### BRIEF 1
Retype the stretch of the Ignite seat cache walkthrough from "public void ReadBinary(IBinaryReader" through "These are important!".
### BRIEF 2
Write what comes next in the Ignite seat cache walkthrough, picking up right after its final sentence.

### PASSAGE PROVIDED
══════════════════════════════
Let's start our simple example with defining the bean to be cached and queried: 

public class Seat: IBinarizable {
 [QuerySqlField(IsIndexed = true)]
 public int SeatId {
  set;
  get;
 }

 public int ActId {
  set;
  get;
 }

 public int SectionId {
  set;
  get;
 }

 public int BlockId {
  set;
  get;
 }

 public int RowId {
  set;
  get;
 }

 public int SeatNo {
  set;
  get;
 }

 [QuerySqlField(IsIndexed = true)]
 public int SeatStatus {
  set;
  get;
 }

 public Seat(int seatId, int actId, int sectionId, int blockId, int rowId, int seatNo, int seatStatus) {
  SeatId = seatId;
  ActId = actId;
  SectionId = sectionId;
  BlockId = blockId;
  RowId = rowId;
  SeatNo = seatNo;
  SeatStatus = seatStatus;
 }

 public Seat() {}

 public void WriteBinary(IBinaryWriter writer) {
  writer.WriteInt("SeatId", SeatId);
  writer.WriteInt("ActId", ActId);
  writer.WriteInt("SectionId", SectionId);
  writer.WriteInt("BlockId", BlockId);
  writer.WriteInt("RowId", RowId);
  writer.WriteInt("SeatStatus", SeatStatus);
 }

 public void ReadBinary(IBinaryReader reader) {
  SeatId = reader.ReadInt("SeatId");
  ActId = reader.ReadInt("ActId");
  SectionId = reader.ReadInt("SectionId");
  BlockId = reader.ReadInt("BlockId");
  RowId = reader.ReadInt("RowId");
  SeatStatus = reader.ReadInt("SeatStatus");
 }

}

Be careful about the QuerySqlField annotation on SeatId and SeatStatus fields. These are important!

Then, let's configure the Spring XML file for our Ignite server:

<beans
	xmlns="http://www.springframework.org/schema/beans"
	xmlns:xsi="http://www.w3.org/2001/XMLSchema-instance"
       xsi:schemaLocation="
       http://www.springframework.org/schema/beans
       http://www.springframework.org/schema/beans/spring-beans.xsd">
	<bean id="ignite.cfg" class="org.apache.ignite.configuration.IgniteConfiguration">
		<!-- Set to true to enable distributed class loading for examples, default is false. -->
		<property name="clientMode" value="false"/>
		<property name="peerClassLoadingEnabled" value="true"/>
		<property name="cacheConfiguration">
			<list>
				<bean class="org.apache.ignite.configuration.CacheConfiguration">
					<property name="name" value="SeatCache"/>
					<property name="cacheMode" value="REPLICATED"/>
					<property name="atomicityMode" value="TRANSACTIONAL"/>
					<property name="queryEntities">
						<list>
							<bean class="org.apache.ignite.cache.QueryEntity">
								<property name="keyType" value="java.lang.String"/>
								<property name="valueType" value="IgniteTest.Seat"/>
								<property name="fields">
									<map>
										<entry key="SeatId" value="java.lang.Integer"/>
										<entry key="SeatStatus" value="java.lang.Integer"/>
									</map>
								</property>
								<property name="indexes">
									<list>
										<bean class="org.apache.ignite.cache.QueryIndex">
											<constructor-arg value="SeatId"/>
										</bean>
										<bean class="org.apache.ignite.cache.QueryIndex">
											<constructor-arg value="SeatStatus"/>
										</bean>
									</list>
								</property>
							</bean>
						</list>
					</property>
				</bean>
			</list>
		</property>
		<property name="discoverySpi">
			<bean class="org.apache.ignite.spi.discovery.tcp.TcpDiscoverySpi">
				<property name="ipFinder">
					<bean class="org.apache.ignite.spi.discovery.tcp.ipfinder.vm.TcpDiscoveryVmIpFinder">
						<property name="addresses">
							<list>
								<value>127.0.0.1:47500..47509</value>
							</list>
						</property>
					</bean>
				</property>
			</bean>
		</property>
	</bean>
</beans>

It is important to configure cache's atomicity mode as transactional to take advantage of the locking mechanism.
══════════════════════════════
(Extracted lines)
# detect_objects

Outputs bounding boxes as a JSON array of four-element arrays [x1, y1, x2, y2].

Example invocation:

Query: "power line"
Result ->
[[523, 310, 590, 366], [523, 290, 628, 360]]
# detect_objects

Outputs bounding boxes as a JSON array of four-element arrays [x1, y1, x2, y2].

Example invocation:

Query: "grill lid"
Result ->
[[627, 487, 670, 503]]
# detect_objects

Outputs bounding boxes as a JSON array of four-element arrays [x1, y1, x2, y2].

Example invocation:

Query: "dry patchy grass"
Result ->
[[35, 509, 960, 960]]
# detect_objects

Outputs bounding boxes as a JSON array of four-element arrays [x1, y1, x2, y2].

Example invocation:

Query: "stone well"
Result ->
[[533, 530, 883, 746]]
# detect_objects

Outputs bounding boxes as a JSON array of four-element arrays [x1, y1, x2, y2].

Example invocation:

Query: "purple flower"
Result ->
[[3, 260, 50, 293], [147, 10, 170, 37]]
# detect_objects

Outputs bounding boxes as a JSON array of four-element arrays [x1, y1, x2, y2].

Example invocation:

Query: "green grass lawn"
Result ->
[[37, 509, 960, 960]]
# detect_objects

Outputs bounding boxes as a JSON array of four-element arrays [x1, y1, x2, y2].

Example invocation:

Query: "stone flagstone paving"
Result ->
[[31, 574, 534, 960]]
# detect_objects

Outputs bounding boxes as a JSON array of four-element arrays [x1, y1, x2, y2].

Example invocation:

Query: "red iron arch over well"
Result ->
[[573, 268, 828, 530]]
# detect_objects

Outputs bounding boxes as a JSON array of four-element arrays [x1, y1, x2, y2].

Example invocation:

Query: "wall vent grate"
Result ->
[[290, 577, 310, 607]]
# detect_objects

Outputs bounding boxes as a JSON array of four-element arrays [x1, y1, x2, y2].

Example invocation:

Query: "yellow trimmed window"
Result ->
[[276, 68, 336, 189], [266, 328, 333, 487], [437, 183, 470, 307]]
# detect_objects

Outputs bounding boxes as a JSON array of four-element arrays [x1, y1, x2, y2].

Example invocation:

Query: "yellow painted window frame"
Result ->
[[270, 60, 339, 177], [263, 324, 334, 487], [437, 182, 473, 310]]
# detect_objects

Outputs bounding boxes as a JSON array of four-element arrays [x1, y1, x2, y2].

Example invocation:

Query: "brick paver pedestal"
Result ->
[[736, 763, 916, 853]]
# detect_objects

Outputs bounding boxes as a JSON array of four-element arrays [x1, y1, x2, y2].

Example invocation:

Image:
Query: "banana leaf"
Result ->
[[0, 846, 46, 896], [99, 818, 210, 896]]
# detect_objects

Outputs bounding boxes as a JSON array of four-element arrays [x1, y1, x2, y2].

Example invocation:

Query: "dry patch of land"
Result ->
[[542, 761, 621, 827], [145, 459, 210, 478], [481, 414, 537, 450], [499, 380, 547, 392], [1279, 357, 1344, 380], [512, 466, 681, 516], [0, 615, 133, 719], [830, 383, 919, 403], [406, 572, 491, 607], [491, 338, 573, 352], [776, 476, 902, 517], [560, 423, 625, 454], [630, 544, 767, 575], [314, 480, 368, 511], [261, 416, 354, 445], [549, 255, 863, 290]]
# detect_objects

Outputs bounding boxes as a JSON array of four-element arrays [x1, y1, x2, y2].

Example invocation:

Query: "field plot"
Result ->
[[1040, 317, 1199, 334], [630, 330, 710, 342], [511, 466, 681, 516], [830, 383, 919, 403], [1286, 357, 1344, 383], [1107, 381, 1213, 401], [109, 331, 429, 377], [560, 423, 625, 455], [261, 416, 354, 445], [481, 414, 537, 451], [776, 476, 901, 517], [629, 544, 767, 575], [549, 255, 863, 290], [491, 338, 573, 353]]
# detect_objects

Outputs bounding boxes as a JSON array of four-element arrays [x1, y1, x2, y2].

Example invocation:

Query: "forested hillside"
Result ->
══════════════════════════════
### ANSWER 1
public void ReadBinary(IBinaryReader reader) {
  SeatId = reader.ReadInt("SeatId");
  ActId = reader.ReadInt("ActId");
  SectionId = reader.ReadInt("SectionId");
  BlockId = reader.ReadInt("BlockId");
  RowId = reader.ReadInt("RowId");
  SeatStatus = reader.ReadInt("SeatStatus");
 }

}

Be careful about the QuerySqlField annotation on SeatId and SeatStatus fields. These are important!

### ANSWER 2
The other important property is queryEntities on our configuration. We are configuring the fields which are going to be queried and indexed by H2 database with this property.

We will create our EntryProcessor now. For further information about entry processors, you can look at the official documentation about cache operations

[Serializable]
public class KeyProcessor: ICacheEntryProcessor < string, Seat, int, Seat > {
 public Seat Process(IMutableCacheEntry < string, Seat > entry, int arg) {
  var newEntry = entry.Value;
  newEntry.SeatStatus = arg;
  entry.Value = newEntry;
  return entry.Value;
 }
}

This processor is so simple that it only updates the SeatStatus fields of a cache entry. It is important to set the entry.Value in the Process method. This is the key point for updating the cache.

We are ready to start our Ignite server:

Environment.SetEnvironmentVariable("IGNITE_H2_DEBUG_CONSOLE", "true");
IIgnite ignite = Ignition.Start("{configuration_xml_file}");

We enabled the H2 database debug console to query our memory database. After starting the server H2 database, the table structure will look like this:

Image title

As seen, two fields are indexed and in a queryable state on the SeatCache.SEAT table.

Let's pump some sample data to our cache. We can write a small piece of client code for this purpose. In any case we, have the bean and the configuration file.

After filling our cache, let's run a simple query on our memory table with the help of the H2 debug console:

Image title

Now, we are ready to make some changes on our table. Let's select some rows and update their SeatStatus fields with the C# client.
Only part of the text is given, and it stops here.